A block of data:

____________________

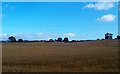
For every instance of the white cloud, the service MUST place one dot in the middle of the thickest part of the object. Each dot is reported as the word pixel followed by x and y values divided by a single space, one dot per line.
pixel 100 5
pixel 107 18
pixel 69 34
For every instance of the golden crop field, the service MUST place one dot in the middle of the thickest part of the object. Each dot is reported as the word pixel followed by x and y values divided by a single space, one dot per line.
pixel 90 56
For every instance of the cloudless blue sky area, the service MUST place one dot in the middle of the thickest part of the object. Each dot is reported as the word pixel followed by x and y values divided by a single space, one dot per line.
pixel 58 18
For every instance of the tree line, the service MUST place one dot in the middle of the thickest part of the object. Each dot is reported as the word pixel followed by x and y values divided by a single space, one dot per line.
pixel 66 39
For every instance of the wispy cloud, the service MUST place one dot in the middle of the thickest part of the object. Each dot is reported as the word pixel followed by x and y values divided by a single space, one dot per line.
pixel 107 18
pixel 69 34
pixel 100 5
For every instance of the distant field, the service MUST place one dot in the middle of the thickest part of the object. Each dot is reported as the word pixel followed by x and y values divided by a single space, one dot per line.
pixel 90 56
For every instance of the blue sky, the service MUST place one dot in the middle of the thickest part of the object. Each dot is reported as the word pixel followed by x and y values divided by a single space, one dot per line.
pixel 45 20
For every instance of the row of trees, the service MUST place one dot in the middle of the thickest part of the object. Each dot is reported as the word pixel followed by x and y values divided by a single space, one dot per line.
pixel 13 39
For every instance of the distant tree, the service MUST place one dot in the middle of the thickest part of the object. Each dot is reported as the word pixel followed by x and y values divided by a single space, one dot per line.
pixel 12 39
pixel 51 40
pixel 20 40
pixel 59 39
pixel 66 39
pixel 73 41
pixel 118 37
pixel 108 36
pixel 98 39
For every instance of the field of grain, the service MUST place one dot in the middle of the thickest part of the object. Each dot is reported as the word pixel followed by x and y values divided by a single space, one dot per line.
pixel 90 56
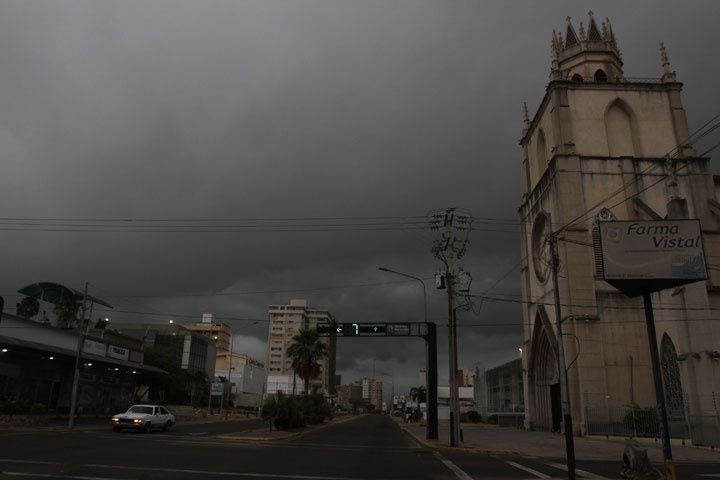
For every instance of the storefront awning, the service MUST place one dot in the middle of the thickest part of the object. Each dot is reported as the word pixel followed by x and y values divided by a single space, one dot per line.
pixel 56 294
pixel 9 342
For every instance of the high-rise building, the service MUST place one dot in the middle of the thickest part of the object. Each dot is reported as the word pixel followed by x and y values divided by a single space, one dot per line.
pixel 372 392
pixel 246 375
pixel 603 144
pixel 217 331
pixel 285 322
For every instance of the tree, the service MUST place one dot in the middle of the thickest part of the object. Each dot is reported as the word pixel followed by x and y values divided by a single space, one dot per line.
pixel 306 351
pixel 28 307
pixel 66 312
pixel 418 394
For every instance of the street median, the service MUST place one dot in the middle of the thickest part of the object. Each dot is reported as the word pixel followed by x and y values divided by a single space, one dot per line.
pixel 264 435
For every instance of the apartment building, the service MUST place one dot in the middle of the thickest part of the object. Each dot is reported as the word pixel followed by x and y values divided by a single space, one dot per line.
pixel 285 322
pixel 372 392
pixel 217 331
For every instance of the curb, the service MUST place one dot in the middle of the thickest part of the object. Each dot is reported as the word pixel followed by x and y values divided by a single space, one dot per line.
pixel 307 429
pixel 484 451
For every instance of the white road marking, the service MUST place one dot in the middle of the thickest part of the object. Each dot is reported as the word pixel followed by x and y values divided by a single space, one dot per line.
pixel 529 470
pixel 454 468
pixel 52 475
pixel 222 474
pixel 581 473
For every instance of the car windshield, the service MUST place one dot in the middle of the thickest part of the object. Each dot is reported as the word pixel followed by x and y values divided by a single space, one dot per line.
pixel 137 409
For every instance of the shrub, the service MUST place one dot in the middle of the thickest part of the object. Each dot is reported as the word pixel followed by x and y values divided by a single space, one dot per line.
pixel 471 416
pixel 12 406
pixel 38 408
pixel 641 420
pixel 283 411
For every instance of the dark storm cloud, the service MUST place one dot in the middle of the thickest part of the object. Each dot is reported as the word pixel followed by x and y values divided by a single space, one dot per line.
pixel 222 109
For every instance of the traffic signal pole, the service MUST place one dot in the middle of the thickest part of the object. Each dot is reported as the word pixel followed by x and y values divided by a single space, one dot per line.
pixel 562 369
pixel 431 339
pixel 659 392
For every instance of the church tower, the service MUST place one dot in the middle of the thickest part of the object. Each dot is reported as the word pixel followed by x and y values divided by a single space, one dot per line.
pixel 603 141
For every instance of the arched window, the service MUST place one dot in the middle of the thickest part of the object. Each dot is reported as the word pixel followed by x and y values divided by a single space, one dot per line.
pixel 671 379
pixel 621 130
pixel 541 153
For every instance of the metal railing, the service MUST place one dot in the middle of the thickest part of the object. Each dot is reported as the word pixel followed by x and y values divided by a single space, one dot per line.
pixel 701 427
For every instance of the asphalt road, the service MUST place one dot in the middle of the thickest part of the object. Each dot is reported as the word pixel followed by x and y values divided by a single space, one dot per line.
pixel 368 447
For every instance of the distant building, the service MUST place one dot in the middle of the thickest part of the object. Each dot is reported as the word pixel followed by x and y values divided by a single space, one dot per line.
pixel 504 386
pixel 350 396
pixel 287 384
pixel 192 351
pixel 247 377
pixel 422 378
pixel 218 332
pixel 372 392
pixel 466 377
pixel 285 322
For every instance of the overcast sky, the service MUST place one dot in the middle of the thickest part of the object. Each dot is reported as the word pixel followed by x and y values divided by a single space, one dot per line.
pixel 292 109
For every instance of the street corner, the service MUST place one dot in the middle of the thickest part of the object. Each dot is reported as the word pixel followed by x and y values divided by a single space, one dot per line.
pixel 437 445
pixel 255 436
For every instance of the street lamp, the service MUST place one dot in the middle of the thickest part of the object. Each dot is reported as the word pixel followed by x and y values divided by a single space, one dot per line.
pixel 232 334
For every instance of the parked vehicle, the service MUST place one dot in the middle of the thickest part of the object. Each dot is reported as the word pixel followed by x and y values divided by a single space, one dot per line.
pixel 143 418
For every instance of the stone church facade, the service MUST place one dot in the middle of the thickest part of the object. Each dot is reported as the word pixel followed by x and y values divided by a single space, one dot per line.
pixel 601 139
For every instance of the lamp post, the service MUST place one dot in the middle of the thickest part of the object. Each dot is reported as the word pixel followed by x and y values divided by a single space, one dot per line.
pixel 414 278
pixel 230 348
pixel 430 361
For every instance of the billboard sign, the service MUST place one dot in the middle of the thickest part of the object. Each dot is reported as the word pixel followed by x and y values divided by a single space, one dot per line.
pixel 96 348
pixel 217 388
pixel 652 255
pixel 120 353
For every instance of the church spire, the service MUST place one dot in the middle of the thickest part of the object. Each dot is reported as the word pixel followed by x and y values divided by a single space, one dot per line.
pixel 586 54
pixel 571 38
pixel 593 32
pixel 668 73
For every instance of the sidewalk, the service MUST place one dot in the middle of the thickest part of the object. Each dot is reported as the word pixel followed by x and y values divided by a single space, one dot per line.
pixel 504 440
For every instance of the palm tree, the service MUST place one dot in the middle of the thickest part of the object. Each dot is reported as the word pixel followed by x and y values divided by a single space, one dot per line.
pixel 306 351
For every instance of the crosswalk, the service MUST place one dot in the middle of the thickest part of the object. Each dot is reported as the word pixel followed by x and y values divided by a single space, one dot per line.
pixel 554 465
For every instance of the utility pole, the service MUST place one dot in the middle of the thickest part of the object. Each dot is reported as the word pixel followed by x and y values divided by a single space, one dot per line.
pixel 78 359
pixel 562 370
pixel 454 222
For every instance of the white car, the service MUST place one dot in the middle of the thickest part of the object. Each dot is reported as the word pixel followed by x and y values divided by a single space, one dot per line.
pixel 144 418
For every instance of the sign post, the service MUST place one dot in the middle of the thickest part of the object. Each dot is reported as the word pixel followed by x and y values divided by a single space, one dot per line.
pixel 641 257
pixel 425 330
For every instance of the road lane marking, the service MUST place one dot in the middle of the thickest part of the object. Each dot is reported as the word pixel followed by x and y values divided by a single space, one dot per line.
pixel 222 474
pixel 581 473
pixel 39 462
pixel 54 475
pixel 454 468
pixel 528 470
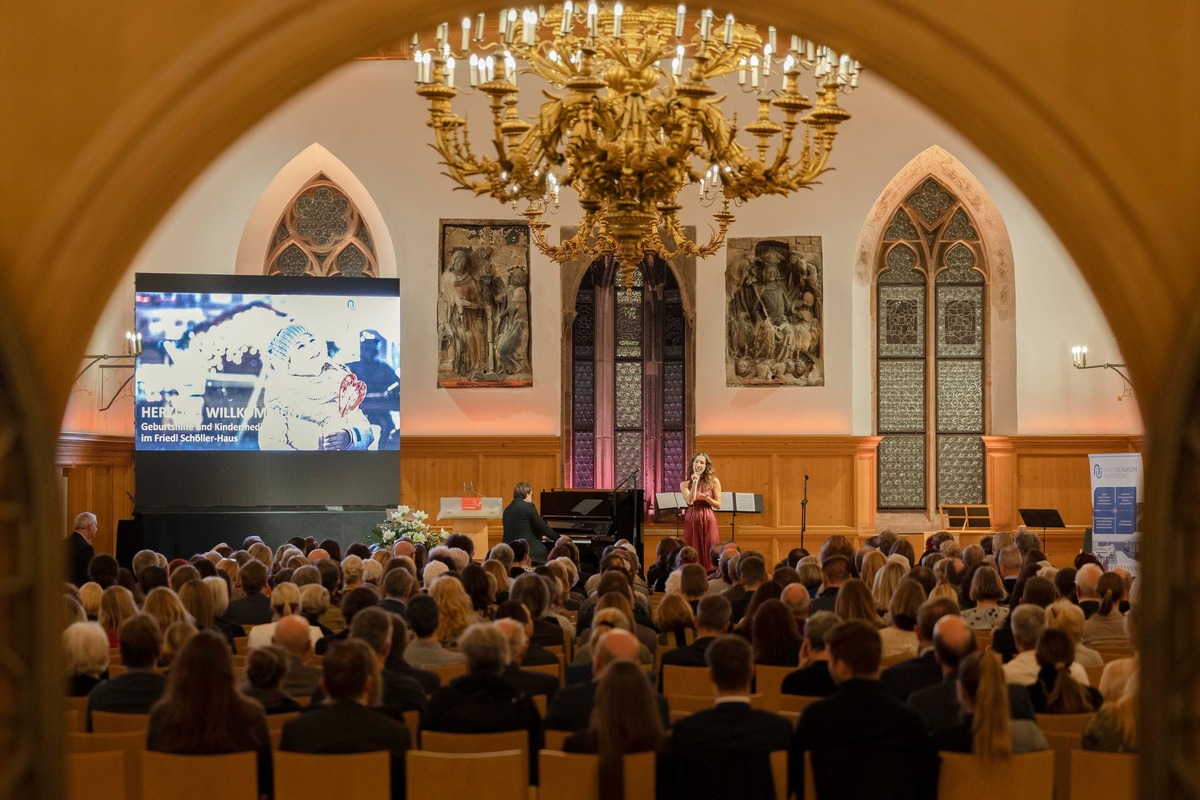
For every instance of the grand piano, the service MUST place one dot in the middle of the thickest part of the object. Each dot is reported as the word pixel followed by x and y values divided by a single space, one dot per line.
pixel 595 518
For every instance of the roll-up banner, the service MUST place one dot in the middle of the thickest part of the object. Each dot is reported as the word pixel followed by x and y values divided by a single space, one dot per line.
pixel 1116 509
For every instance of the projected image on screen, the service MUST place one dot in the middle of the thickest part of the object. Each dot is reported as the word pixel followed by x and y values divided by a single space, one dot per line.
pixel 271 372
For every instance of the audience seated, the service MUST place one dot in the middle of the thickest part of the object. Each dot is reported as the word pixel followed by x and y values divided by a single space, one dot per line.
pixel 907 677
pixel 85 653
pixel 427 651
pixel 202 714
pixel 346 723
pixel 139 686
pixel 863 741
pixel 987 727
pixel 265 668
pixel 729 733
pixel 1055 691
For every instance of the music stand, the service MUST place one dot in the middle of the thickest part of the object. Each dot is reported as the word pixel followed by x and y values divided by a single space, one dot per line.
pixel 1042 518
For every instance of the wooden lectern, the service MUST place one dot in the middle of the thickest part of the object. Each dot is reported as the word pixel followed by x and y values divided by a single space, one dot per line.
pixel 471 517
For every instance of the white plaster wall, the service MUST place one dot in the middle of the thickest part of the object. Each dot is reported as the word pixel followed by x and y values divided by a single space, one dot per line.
pixel 369 118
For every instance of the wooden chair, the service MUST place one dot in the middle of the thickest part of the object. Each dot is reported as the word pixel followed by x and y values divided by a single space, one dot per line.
pixel 449 672
pixel 768 681
pixel 556 739
pixel 966 777
pixel 1073 723
pixel 166 776
pixel 113 722
pixel 685 680
pixel 1113 776
pixel 1061 744
pixel 96 776
pixel 437 776
pixel 413 722
pixel 795 703
pixel 569 776
pixel 131 745
pixel 305 776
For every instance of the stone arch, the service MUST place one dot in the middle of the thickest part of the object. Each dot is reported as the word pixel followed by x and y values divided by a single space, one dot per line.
pixel 312 161
pixel 937 163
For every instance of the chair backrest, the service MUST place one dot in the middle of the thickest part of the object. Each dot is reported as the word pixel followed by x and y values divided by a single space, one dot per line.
pixel 449 672
pixel 570 776
pixel 1113 776
pixel 966 777
pixel 114 722
pixel 685 680
pixel 437 776
pixel 131 745
pixel 305 776
pixel 96 776
pixel 556 739
pixel 276 721
pixel 768 681
pixel 1062 743
pixel 166 776
pixel 1065 722
pixel 795 703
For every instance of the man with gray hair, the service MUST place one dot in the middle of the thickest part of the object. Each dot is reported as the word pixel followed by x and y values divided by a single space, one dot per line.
pixel 814 679
pixel 484 701
pixel 79 549
pixel 1086 579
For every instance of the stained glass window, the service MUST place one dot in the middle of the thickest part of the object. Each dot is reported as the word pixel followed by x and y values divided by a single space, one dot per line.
pixel 322 233
pixel 930 402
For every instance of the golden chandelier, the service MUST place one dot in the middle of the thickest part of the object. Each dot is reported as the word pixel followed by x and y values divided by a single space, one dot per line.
pixel 630 120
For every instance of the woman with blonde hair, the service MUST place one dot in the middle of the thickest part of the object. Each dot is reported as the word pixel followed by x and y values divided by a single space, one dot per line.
pixel 89 597
pixel 886 582
pixel 115 606
pixel 855 601
pixel 163 605
pixel 85 650
pixel 1066 615
pixel 455 613
pixel 900 637
pixel 985 728
pixel 675 620
pixel 873 563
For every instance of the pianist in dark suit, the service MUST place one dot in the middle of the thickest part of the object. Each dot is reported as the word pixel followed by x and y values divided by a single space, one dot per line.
pixel 522 521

____________________

### TO BE DONE
Convert the items from their start through the line containing "pixel 13 39", that line included, into a JSON list of strings with one string per line and no blank lines. Leave the pictures out of the list.

### WRITTEN ANSWER
[
  "For every instance of the white cloud, the service MUST place one dot in the middle of the thickest part of the object. Each dot is reported as the word pixel followed by x and y values divided by a single space, one dot per line.",
  "pixel 100 5",
  "pixel 107 18",
  "pixel 69 34",
  "For every instance of the golden crop field, the service MUST place one dot in the middle of the thickest part of the object. Each dot is reported as the word pixel followed by x and y values divided by a single space, one dot per line.",
  "pixel 90 56",
  "For every instance of the cloudless blue sky area, the service MUST place one dot in the middle of the thickest part of the object. Each dot is reported as the word pixel followed by x and y values divided by a single space, one dot per line.",
  "pixel 58 18",
  "For every instance of the tree line, the service MUST place one dot in the middle of the thickest part of the object. Each dot is reported as the word pixel followed by x and y values divided by a single space, one dot per line.",
  "pixel 66 39",
  "For every instance of the wispy cloud, the service MUST place one dot in the middle of the thickest part of the object. Each dot is reported as the word pixel followed by x and y values divided by a single space, one dot per line.",
  "pixel 107 18",
  "pixel 69 34",
  "pixel 100 5",
  "For every instance of the distant field, the service MUST place one dot in the middle of the thickest part of the object. Each dot is reported as the word pixel followed by x and y values divided by a single space, one dot per line.",
  "pixel 90 56",
  "For every instance of the blue sky, the service MUST place one dot in the middle of the thickest part of the object. Each dot is reported as the word pixel followed by x and y values divided by a single space, one dot per line.",
  "pixel 45 20",
  "For every instance of the row of trees, the service MUST place one dot in the middle of the thickest part of the object. Each dot is reported as the word pixel followed by x and y values divided by a single space, one dot per line.",
  "pixel 13 39"
]